## [WHAT YOU HAVE TO DO]
Look below for the lines from the one with "Target: dry grass" to the one with "Expected: one point per instance of the bush", and copy exactly those lines, both ends included.

◇ ◇ ◇ ◇

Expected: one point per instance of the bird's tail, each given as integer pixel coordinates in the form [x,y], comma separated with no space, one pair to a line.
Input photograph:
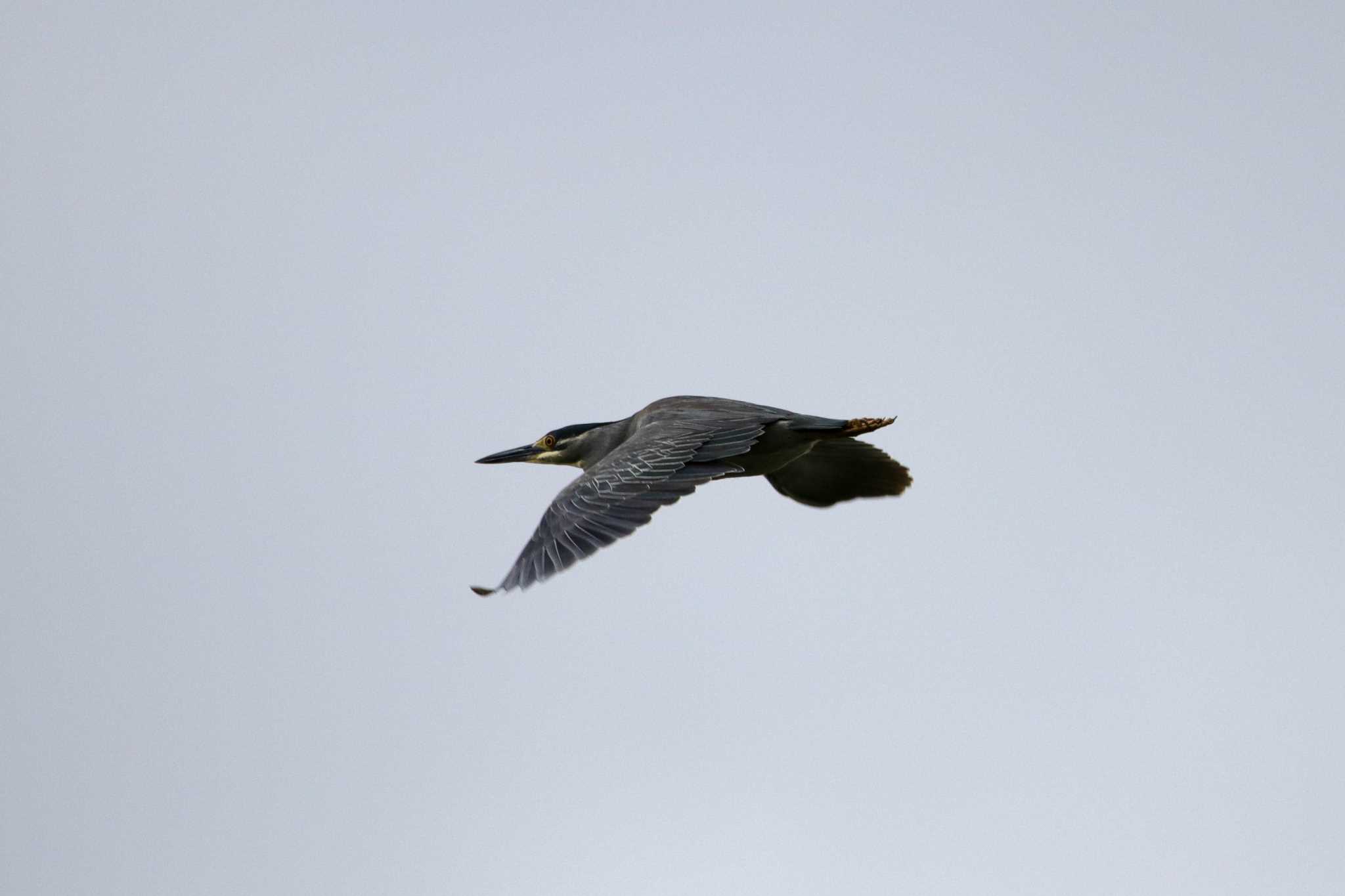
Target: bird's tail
[830,426]
[839,471]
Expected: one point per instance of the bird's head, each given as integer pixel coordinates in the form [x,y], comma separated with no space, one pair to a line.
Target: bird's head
[569,445]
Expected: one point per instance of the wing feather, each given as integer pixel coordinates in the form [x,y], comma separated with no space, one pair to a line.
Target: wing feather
[658,465]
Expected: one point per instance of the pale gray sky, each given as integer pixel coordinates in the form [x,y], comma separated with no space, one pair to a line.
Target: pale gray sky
[273,276]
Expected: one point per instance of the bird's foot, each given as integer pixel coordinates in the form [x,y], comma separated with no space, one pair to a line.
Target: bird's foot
[861,425]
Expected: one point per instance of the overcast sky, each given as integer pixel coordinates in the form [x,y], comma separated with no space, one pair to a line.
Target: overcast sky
[272,276]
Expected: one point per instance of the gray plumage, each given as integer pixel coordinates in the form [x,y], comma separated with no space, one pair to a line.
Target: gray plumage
[659,454]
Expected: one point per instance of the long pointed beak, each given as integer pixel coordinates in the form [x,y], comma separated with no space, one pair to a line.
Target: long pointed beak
[525,453]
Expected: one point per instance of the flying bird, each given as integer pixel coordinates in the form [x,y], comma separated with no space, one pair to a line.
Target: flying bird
[659,454]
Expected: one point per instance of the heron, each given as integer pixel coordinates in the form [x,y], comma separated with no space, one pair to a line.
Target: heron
[663,452]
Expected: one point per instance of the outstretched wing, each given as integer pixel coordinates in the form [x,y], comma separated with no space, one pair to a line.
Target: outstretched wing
[658,465]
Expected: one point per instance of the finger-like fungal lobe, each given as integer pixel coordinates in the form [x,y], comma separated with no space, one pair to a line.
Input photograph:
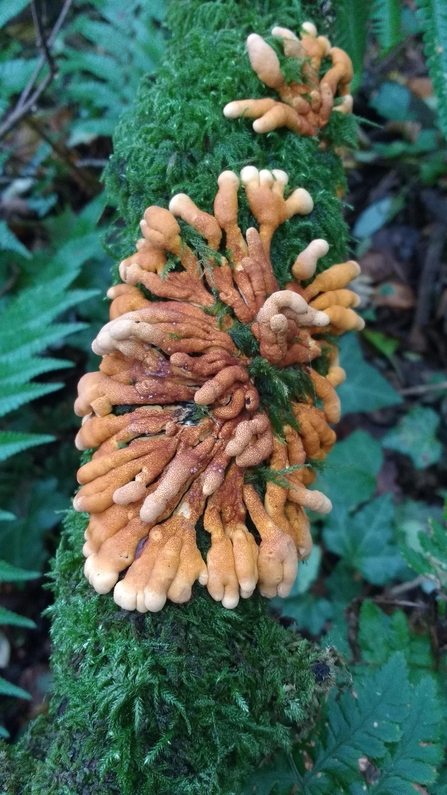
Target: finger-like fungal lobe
[215,392]
[306,101]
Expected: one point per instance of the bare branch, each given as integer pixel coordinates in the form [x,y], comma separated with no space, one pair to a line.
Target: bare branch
[41,40]
[28,97]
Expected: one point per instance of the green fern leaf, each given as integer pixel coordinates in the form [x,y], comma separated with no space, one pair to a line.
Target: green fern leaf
[393,724]
[12,442]
[25,369]
[12,396]
[350,33]
[417,753]
[386,19]
[433,17]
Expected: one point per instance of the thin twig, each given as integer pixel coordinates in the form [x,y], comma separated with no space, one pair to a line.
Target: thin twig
[41,62]
[41,40]
[25,101]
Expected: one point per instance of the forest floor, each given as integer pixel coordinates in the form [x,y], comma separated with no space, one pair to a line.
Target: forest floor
[396,206]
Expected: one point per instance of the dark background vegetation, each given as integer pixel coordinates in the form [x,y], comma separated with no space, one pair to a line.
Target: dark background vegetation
[375,584]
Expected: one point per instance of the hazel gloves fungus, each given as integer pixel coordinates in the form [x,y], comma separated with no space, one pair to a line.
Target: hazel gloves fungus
[175,416]
[306,100]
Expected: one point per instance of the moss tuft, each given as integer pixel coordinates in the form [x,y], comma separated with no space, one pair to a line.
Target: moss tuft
[189,700]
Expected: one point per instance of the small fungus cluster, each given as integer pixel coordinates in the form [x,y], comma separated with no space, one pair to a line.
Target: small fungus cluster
[307,102]
[174,414]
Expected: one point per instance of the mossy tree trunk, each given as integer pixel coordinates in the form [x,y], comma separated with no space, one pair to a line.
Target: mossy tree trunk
[189,700]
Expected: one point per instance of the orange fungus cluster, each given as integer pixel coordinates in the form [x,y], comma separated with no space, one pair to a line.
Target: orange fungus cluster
[174,414]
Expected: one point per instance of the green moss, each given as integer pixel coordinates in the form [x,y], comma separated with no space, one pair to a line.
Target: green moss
[189,700]
[184,701]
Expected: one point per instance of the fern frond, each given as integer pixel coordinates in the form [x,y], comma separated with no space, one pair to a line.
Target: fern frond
[395,725]
[386,19]
[12,442]
[13,396]
[350,33]
[433,17]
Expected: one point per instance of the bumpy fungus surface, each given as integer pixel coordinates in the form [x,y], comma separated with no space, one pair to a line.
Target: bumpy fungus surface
[306,99]
[175,414]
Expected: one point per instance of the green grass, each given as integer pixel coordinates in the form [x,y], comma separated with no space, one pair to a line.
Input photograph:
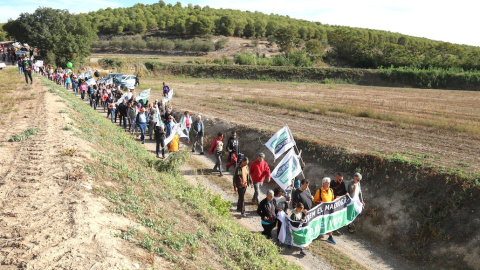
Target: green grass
[9,82]
[153,193]
[25,135]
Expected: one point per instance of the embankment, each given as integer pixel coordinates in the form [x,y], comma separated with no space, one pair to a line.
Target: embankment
[178,225]
[427,216]
[436,79]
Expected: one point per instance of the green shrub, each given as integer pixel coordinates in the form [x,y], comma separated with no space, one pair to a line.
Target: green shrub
[25,135]
[221,43]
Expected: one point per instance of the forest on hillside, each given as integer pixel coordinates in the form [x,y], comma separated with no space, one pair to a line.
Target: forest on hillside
[356,47]
[336,45]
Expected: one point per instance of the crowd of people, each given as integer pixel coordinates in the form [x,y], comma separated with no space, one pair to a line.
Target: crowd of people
[157,121]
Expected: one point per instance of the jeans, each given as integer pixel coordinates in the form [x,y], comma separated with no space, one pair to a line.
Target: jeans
[125,121]
[151,126]
[241,199]
[160,142]
[198,139]
[267,229]
[132,125]
[28,74]
[218,164]
[112,114]
[233,161]
[256,186]
[142,127]
[187,130]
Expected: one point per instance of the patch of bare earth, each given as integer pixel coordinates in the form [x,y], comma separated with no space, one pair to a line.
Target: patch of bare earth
[49,217]
[430,116]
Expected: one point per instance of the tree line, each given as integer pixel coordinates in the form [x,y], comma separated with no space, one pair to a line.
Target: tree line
[337,45]
[356,47]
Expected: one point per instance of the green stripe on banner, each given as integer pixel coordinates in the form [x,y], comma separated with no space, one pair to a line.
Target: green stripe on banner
[323,225]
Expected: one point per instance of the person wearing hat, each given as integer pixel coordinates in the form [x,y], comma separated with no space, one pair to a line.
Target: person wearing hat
[267,210]
[232,148]
[258,171]
[355,191]
[198,131]
[142,121]
[241,180]
[27,69]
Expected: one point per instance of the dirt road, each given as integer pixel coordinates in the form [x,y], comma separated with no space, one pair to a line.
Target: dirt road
[49,217]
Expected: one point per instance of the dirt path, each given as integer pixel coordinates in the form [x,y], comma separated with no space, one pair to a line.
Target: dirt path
[49,217]
[199,171]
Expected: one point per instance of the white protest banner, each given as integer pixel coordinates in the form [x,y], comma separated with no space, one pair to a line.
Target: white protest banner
[120,100]
[280,142]
[88,74]
[143,95]
[287,169]
[173,128]
[180,132]
[168,97]
[324,218]
[156,117]
[91,81]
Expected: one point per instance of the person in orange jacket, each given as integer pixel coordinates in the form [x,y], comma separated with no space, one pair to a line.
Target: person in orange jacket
[258,171]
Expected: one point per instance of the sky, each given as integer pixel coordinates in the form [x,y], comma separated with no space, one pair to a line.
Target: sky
[450,21]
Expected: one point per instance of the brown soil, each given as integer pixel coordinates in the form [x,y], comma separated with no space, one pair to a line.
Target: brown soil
[357,134]
[49,217]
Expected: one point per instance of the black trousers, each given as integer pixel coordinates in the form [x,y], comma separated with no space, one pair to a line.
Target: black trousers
[28,74]
[267,229]
[241,199]
[160,142]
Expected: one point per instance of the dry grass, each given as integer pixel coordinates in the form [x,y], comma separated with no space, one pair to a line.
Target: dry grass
[9,82]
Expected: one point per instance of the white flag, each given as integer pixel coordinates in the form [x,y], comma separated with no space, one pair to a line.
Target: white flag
[173,128]
[157,118]
[91,81]
[287,169]
[180,132]
[88,74]
[120,100]
[169,96]
[143,95]
[280,142]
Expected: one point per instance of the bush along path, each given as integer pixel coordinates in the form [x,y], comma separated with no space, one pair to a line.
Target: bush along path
[175,222]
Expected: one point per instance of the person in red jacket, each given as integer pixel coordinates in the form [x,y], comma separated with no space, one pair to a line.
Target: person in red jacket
[258,171]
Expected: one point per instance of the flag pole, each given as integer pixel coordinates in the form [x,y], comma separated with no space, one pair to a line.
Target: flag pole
[296,148]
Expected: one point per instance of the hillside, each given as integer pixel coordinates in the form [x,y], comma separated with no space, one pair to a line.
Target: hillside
[358,47]
[335,45]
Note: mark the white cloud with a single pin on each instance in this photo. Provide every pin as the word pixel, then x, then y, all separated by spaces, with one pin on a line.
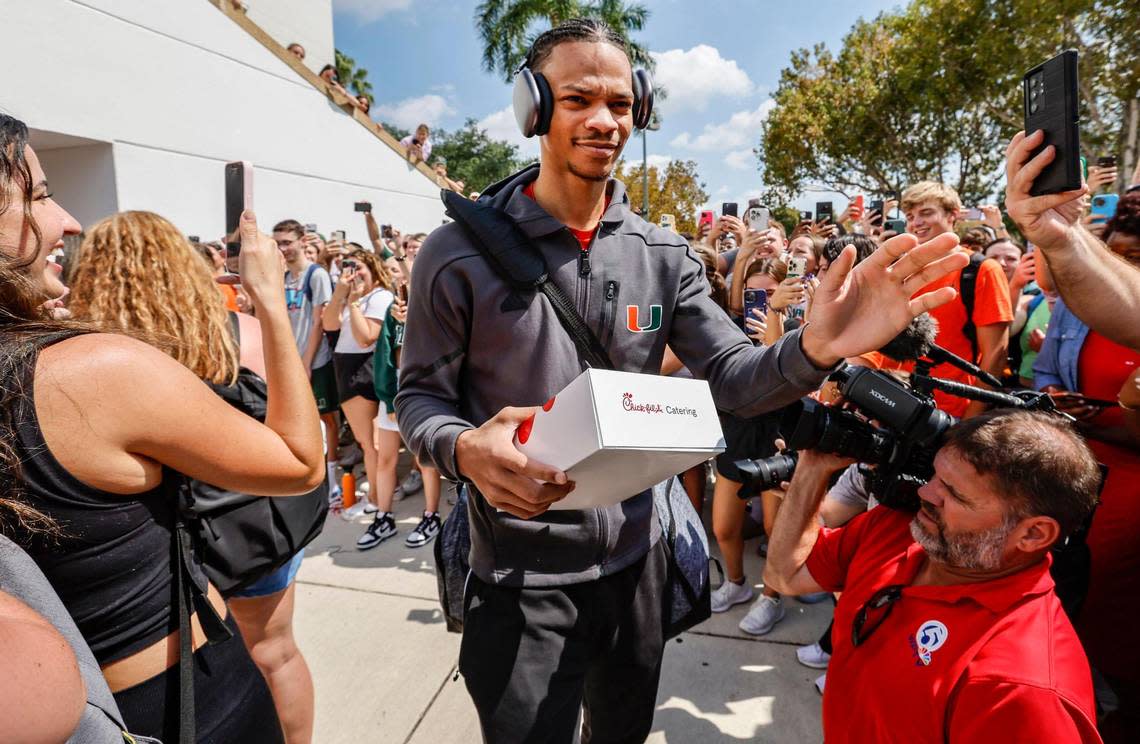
pixel 741 130
pixel 369 10
pixel 697 75
pixel 502 125
pixel 741 160
pixel 410 112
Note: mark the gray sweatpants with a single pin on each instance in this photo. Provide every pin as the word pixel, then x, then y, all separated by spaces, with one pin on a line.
pixel 532 657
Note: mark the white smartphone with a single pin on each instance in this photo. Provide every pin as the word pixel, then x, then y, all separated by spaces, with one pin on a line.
pixel 758 218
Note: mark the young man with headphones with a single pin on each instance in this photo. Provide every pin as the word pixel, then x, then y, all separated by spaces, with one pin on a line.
pixel 564 608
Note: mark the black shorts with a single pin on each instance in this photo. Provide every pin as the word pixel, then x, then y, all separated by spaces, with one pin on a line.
pixel 353 376
pixel 746 439
pixel 231 701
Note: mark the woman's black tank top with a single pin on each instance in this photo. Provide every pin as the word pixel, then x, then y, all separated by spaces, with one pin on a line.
pixel 112 563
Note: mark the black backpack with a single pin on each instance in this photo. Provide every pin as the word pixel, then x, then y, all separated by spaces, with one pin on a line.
pixel 241 538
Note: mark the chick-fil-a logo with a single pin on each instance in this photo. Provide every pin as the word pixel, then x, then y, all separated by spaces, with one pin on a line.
pixel 627 402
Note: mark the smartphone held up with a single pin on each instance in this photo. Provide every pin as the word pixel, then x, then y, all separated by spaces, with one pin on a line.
pixel 1051 100
pixel 238 198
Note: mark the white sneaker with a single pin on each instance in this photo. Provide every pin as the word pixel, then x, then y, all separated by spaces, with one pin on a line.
pixel 730 594
pixel 813 656
pixel 765 613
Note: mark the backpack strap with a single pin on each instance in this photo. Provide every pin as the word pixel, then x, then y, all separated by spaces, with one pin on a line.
pixel 518 261
pixel 967 286
pixel 306 288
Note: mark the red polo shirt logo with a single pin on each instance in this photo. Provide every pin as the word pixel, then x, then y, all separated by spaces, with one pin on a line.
pixel 929 638
pixel 994 661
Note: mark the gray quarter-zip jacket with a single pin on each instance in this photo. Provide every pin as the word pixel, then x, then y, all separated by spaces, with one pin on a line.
pixel 473 346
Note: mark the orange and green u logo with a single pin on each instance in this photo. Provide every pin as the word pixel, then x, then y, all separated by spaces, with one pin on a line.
pixel 633 319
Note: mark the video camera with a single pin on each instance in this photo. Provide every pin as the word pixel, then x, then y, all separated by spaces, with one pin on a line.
pixel 892 427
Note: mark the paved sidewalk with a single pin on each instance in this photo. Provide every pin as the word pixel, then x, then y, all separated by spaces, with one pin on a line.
pixel 369 626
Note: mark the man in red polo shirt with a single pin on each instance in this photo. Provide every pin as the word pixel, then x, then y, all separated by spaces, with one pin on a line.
pixel 947 628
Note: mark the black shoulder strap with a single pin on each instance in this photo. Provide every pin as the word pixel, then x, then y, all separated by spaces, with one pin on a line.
pixel 519 262
pixel 967 285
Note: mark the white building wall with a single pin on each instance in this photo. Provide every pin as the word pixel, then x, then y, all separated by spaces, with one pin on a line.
pixel 82 179
pixel 306 22
pixel 178 90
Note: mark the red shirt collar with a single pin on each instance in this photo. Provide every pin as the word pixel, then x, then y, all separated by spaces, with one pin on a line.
pixel 995 595
pixel 584 236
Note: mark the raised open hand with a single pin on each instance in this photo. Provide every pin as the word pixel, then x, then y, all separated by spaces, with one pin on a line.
pixel 856 310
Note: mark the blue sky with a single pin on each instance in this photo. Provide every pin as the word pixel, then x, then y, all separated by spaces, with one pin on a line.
pixel 721 60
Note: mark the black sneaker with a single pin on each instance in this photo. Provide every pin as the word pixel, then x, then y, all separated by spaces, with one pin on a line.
pixel 424 532
pixel 380 530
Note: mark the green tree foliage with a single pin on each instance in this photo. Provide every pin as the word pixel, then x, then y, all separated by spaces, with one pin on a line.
pixel 934 91
pixel 352 78
pixel 473 157
pixel 676 190
pixel 509 26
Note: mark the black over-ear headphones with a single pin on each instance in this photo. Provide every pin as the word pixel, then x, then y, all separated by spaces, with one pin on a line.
pixel 534 100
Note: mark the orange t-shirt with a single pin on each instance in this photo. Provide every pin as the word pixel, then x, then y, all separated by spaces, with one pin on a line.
pixel 229 294
pixel 991 305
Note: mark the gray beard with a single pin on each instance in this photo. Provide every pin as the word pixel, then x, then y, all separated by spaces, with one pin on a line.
pixel 971 550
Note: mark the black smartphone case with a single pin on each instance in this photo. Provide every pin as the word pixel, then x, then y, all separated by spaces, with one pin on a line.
pixel 1058 116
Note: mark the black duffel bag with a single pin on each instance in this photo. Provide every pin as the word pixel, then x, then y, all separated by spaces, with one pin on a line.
pixel 241 538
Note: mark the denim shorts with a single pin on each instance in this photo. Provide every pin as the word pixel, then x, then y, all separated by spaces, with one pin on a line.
pixel 274 582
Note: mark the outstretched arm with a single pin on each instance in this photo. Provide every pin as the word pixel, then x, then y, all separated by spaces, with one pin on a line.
pixel 1097 285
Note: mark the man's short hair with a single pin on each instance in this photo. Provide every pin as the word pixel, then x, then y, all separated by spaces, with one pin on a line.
pixel 1126 219
pixel 930 191
pixel 976 238
pixel 290 226
pixel 1037 462
pixel 572 30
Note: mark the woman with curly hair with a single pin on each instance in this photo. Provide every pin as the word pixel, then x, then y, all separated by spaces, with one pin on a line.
pixel 136 272
pixel 92 426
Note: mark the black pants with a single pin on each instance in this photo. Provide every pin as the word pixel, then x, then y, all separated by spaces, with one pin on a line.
pixel 231 701
pixel 532 657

◇ ◇ ◇ ◇

## [ANSWER SPACE]
Target: dry grass
[9,82]
Expected: one point per instance of the white flag, each given as integer pixel coordinates in the form [x,y], comma separated with no space, one pair to a line.
Target: white flag
[173,128]
[157,118]
[91,81]
[287,169]
[180,132]
[88,74]
[120,100]
[169,96]
[143,95]
[280,142]
Expected: one point per instance of the bush along path, each given as integer pixel coordinates in the form [x,y], comma separated with no space, one pair to a line.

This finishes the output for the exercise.